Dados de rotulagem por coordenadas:
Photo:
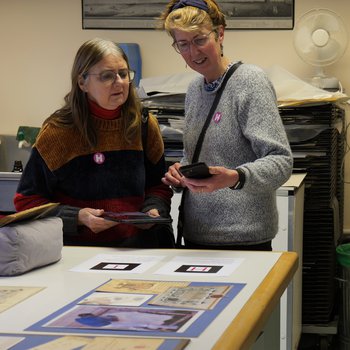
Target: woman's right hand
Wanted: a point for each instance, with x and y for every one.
(173, 177)
(92, 218)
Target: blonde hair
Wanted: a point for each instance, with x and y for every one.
(191, 18)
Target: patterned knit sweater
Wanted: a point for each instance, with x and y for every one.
(246, 132)
(115, 177)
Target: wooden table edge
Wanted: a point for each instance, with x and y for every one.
(250, 321)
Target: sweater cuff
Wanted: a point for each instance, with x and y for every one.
(156, 203)
(69, 216)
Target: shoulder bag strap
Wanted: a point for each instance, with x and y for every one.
(199, 146)
(212, 109)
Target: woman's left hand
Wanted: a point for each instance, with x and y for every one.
(222, 178)
(153, 213)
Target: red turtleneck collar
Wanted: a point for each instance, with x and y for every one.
(103, 113)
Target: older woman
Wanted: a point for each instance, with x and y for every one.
(89, 155)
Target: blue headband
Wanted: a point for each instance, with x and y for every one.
(195, 3)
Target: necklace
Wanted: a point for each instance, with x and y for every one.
(213, 85)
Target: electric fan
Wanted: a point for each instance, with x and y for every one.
(320, 39)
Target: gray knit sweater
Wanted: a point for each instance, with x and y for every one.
(249, 135)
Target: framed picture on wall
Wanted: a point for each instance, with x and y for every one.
(141, 14)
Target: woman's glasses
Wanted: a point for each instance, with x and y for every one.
(110, 76)
(183, 46)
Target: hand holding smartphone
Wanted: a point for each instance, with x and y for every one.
(195, 171)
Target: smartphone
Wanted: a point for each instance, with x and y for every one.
(195, 171)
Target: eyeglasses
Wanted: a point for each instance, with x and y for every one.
(183, 46)
(110, 76)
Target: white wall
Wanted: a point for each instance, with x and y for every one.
(39, 39)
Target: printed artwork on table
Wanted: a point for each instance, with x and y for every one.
(143, 308)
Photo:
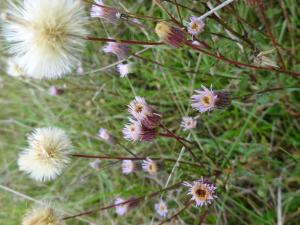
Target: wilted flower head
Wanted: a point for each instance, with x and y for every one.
(55, 91)
(133, 130)
(104, 135)
(127, 166)
(161, 208)
(188, 123)
(202, 193)
(95, 164)
(195, 26)
(42, 216)
(119, 49)
(46, 36)
(13, 68)
(150, 166)
(101, 11)
(170, 34)
(121, 209)
(124, 69)
(144, 113)
(223, 100)
(46, 155)
(262, 60)
(205, 99)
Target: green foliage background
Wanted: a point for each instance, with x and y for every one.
(260, 138)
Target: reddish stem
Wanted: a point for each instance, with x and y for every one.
(132, 158)
(131, 42)
(236, 63)
(125, 202)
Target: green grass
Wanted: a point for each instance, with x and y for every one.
(254, 144)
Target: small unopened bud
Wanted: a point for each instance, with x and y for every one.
(171, 34)
(223, 100)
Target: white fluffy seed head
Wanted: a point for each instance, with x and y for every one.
(44, 36)
(42, 216)
(46, 155)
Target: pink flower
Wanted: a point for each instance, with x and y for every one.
(150, 166)
(119, 49)
(121, 209)
(170, 34)
(161, 208)
(195, 26)
(124, 69)
(188, 123)
(105, 136)
(133, 130)
(144, 113)
(127, 166)
(202, 193)
(205, 99)
(104, 12)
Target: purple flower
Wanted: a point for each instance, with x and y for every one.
(119, 49)
(124, 69)
(161, 208)
(188, 123)
(127, 166)
(170, 34)
(195, 26)
(149, 166)
(205, 99)
(202, 193)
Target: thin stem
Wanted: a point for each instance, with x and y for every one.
(177, 213)
(269, 32)
(215, 9)
(236, 63)
(132, 158)
(179, 139)
(89, 212)
(131, 42)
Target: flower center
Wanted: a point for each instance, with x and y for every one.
(139, 108)
(206, 100)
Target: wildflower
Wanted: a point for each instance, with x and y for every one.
(95, 164)
(79, 70)
(135, 131)
(254, 2)
(101, 11)
(42, 216)
(121, 209)
(195, 26)
(13, 68)
(119, 49)
(150, 166)
(262, 60)
(205, 99)
(46, 155)
(143, 112)
(104, 135)
(188, 123)
(55, 91)
(46, 36)
(170, 34)
(124, 69)
(223, 100)
(127, 166)
(202, 193)
(161, 208)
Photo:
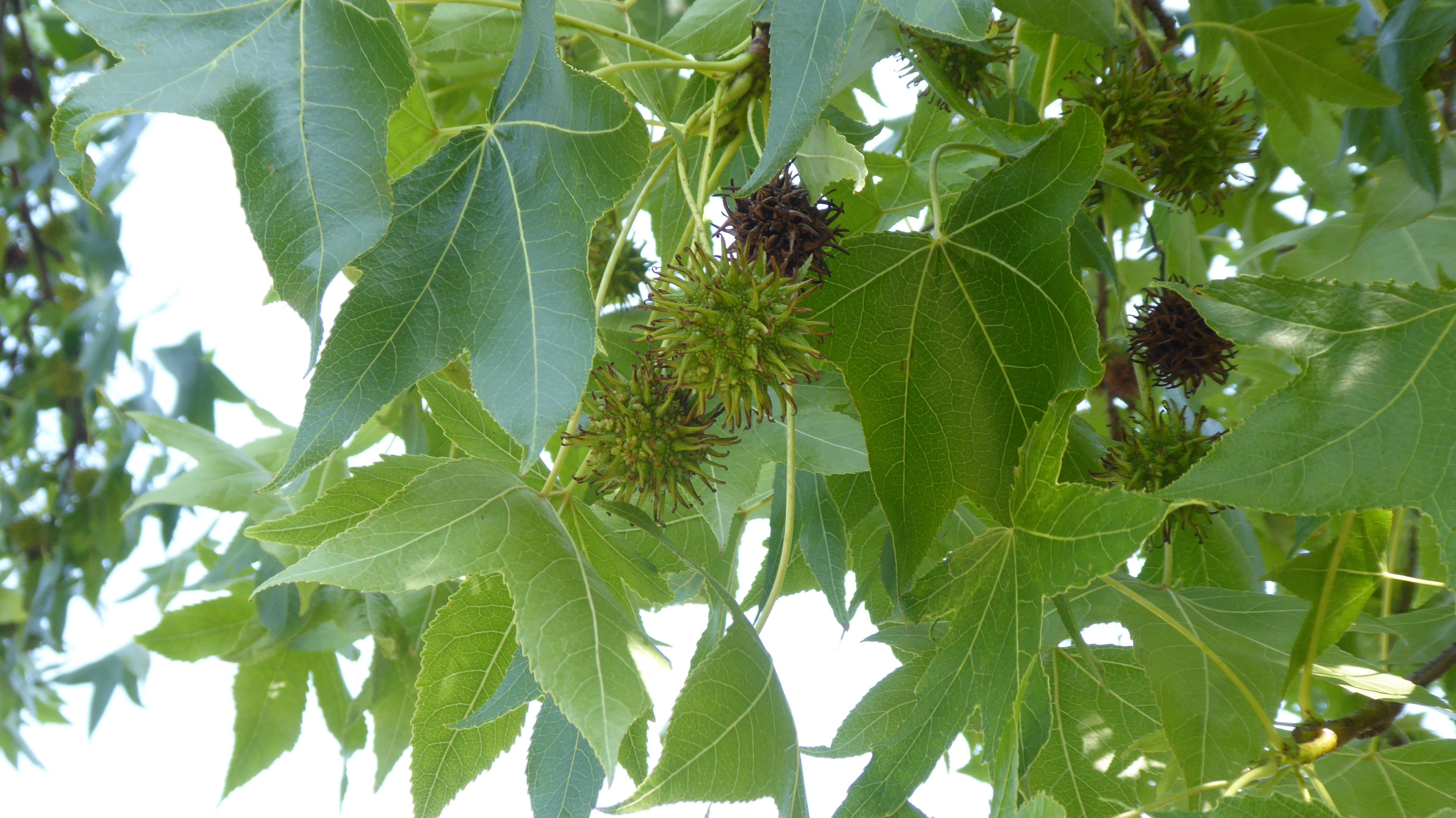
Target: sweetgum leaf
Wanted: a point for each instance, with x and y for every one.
(225, 478)
(487, 255)
(270, 698)
(347, 503)
(1060, 536)
(1352, 587)
(1250, 807)
(1091, 762)
(1414, 779)
(810, 40)
(1209, 724)
(448, 523)
(947, 20)
(468, 424)
(468, 650)
(953, 348)
(200, 631)
(302, 89)
(563, 776)
(1368, 421)
(1292, 54)
(732, 736)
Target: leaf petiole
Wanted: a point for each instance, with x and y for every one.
(788, 523)
(723, 67)
(932, 181)
(1307, 679)
(1276, 740)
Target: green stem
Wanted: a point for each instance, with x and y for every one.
(705, 168)
(723, 165)
(1397, 520)
(1238, 683)
(788, 525)
(1011, 84)
(602, 301)
(724, 67)
(1307, 677)
(1250, 776)
(1047, 76)
(625, 226)
(566, 21)
(934, 183)
(1168, 564)
(1161, 803)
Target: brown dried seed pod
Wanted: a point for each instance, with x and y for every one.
(1177, 345)
(779, 223)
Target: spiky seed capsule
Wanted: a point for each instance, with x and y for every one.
(736, 331)
(1186, 137)
(1176, 344)
(649, 440)
(631, 270)
(779, 225)
(1157, 450)
(964, 67)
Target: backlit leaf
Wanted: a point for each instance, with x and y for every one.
(302, 89)
(487, 255)
(953, 348)
(468, 648)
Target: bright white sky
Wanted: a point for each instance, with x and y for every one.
(194, 267)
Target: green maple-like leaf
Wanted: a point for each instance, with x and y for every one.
(468, 650)
(563, 776)
(1093, 760)
(954, 347)
(487, 255)
(270, 698)
(225, 478)
(732, 736)
(1414, 779)
(347, 503)
(810, 40)
(302, 89)
(947, 20)
(1292, 54)
(1368, 423)
(449, 522)
(1060, 536)
(202, 631)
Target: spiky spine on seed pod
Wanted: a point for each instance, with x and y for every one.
(1184, 137)
(1157, 449)
(1176, 344)
(782, 226)
(649, 439)
(631, 270)
(966, 69)
(735, 330)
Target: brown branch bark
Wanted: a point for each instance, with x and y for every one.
(1375, 717)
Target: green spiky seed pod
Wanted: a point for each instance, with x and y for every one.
(631, 270)
(1184, 136)
(1157, 450)
(959, 67)
(647, 439)
(736, 331)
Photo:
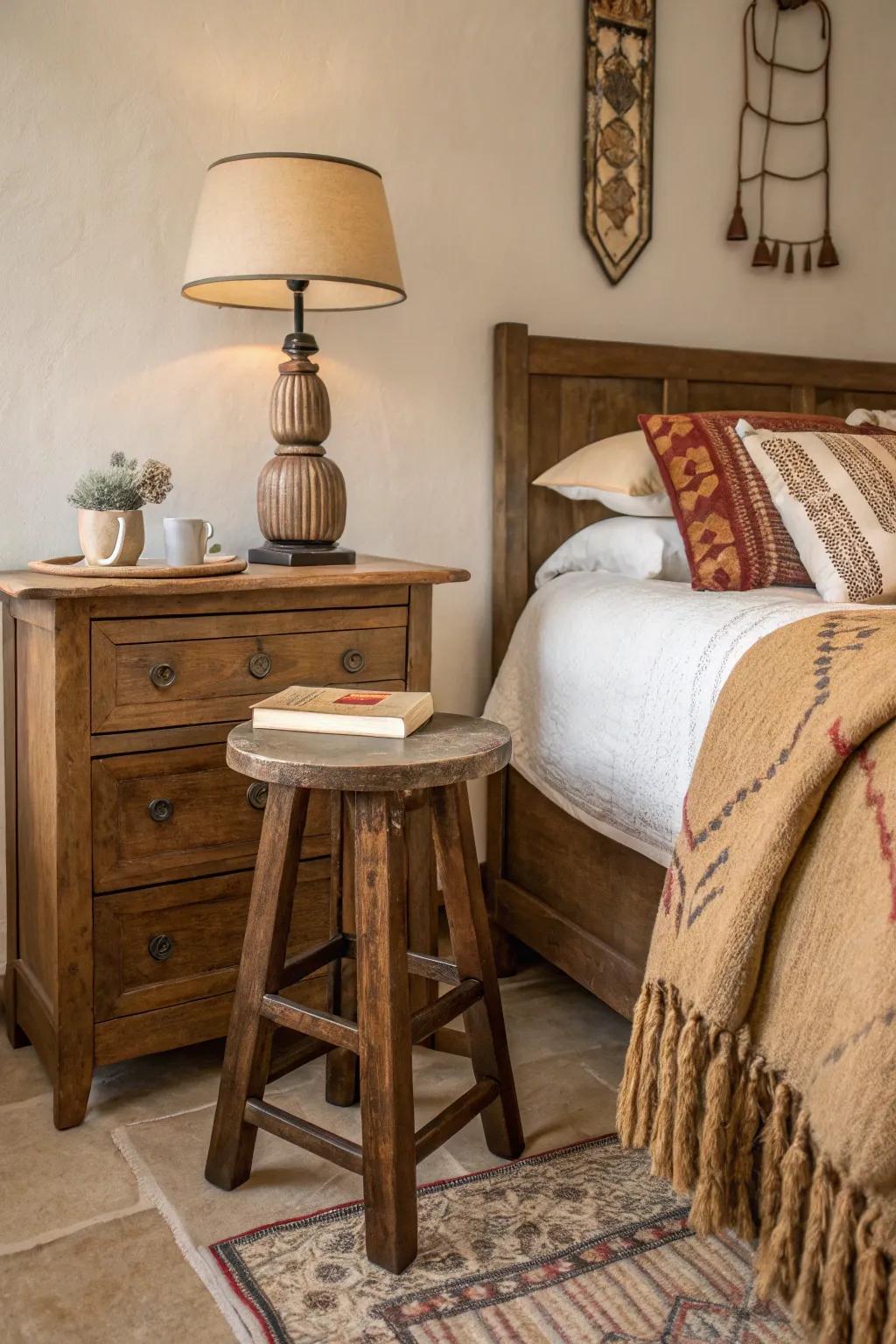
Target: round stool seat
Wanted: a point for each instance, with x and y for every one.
(446, 750)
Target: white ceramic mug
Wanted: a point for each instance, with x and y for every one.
(187, 539)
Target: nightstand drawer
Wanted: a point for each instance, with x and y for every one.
(213, 669)
(182, 814)
(171, 944)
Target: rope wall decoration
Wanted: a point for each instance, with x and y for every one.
(768, 248)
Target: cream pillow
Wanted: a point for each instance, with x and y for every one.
(836, 495)
(621, 472)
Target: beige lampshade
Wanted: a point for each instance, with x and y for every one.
(263, 220)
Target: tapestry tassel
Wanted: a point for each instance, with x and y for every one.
(821, 1210)
(780, 1261)
(649, 1068)
(870, 1306)
(746, 1124)
(775, 1141)
(890, 1326)
(836, 1300)
(685, 1140)
(762, 257)
(828, 253)
(662, 1140)
(710, 1208)
(738, 226)
(627, 1098)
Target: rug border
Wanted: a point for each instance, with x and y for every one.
(216, 1277)
(427, 1186)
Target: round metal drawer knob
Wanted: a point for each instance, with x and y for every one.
(260, 664)
(163, 675)
(160, 947)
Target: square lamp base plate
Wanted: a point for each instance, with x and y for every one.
(300, 553)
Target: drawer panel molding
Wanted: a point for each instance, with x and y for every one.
(141, 680)
(165, 815)
(163, 945)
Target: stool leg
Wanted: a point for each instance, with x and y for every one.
(341, 1065)
(472, 947)
(384, 1026)
(248, 1037)
(422, 897)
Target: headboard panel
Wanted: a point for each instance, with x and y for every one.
(554, 394)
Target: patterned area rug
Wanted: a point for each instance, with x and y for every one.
(575, 1245)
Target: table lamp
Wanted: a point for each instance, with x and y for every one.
(301, 231)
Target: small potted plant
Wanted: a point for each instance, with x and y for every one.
(109, 503)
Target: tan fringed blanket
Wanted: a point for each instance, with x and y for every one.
(762, 1068)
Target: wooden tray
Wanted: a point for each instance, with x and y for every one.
(145, 569)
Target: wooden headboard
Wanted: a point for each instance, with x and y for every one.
(554, 394)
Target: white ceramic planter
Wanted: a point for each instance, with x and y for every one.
(110, 536)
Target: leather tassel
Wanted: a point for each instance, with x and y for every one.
(762, 257)
(828, 253)
(738, 226)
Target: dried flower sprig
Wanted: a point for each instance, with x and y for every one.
(153, 481)
(122, 486)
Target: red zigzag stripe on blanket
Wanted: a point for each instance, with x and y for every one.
(876, 802)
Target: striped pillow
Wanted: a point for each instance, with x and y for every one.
(836, 494)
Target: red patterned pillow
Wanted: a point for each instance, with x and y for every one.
(732, 533)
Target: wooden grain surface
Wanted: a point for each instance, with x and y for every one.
(214, 679)
(205, 920)
(448, 749)
(213, 825)
(368, 569)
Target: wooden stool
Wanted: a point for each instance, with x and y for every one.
(379, 780)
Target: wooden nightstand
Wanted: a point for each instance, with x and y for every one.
(130, 843)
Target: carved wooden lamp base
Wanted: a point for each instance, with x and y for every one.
(301, 492)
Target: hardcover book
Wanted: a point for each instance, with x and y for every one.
(369, 714)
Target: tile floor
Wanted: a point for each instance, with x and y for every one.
(85, 1256)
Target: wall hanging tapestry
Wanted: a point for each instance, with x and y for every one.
(618, 130)
(778, 132)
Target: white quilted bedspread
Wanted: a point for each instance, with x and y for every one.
(607, 689)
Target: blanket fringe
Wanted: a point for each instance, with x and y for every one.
(720, 1124)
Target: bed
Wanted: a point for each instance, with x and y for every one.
(610, 680)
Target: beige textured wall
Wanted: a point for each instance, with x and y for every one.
(110, 112)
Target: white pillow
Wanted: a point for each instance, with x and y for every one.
(886, 420)
(836, 495)
(632, 506)
(637, 547)
(620, 472)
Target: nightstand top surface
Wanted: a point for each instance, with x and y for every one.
(367, 570)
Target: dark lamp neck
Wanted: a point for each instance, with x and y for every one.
(298, 341)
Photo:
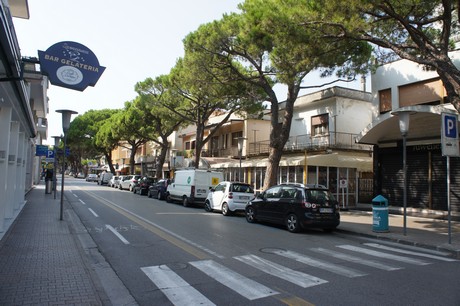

▶ [TAREFA PROPOSTA]
Pode devolver, idênticas ao original, as linhas que começam na que contém "Target: blanket fringe" e seguem até a última linha acima, deixando as imagens de fora?

▶ [RESPOSTA ABAIXO]
Target: blanket fringe
Wanted: a point for each instance, with x and y for every one.
(720, 1124)
Target: bed
Wanted: a point for each instance, with x and y for every one.
(610, 680)
Target: beige textured wall
Wanted: a point for each instance, with x and y for every one.
(110, 112)
Target: white pillow
Wanted: a point for each instance, with x and y for every one.
(886, 420)
(836, 495)
(632, 506)
(637, 547)
(620, 472)
Target: nightstand top surface
Wanted: a point for each instance, with x and y for every one.
(367, 570)
Target: dark lamp neck
Wanted: a point for each instance, with x and y for every one.
(298, 341)
Photo:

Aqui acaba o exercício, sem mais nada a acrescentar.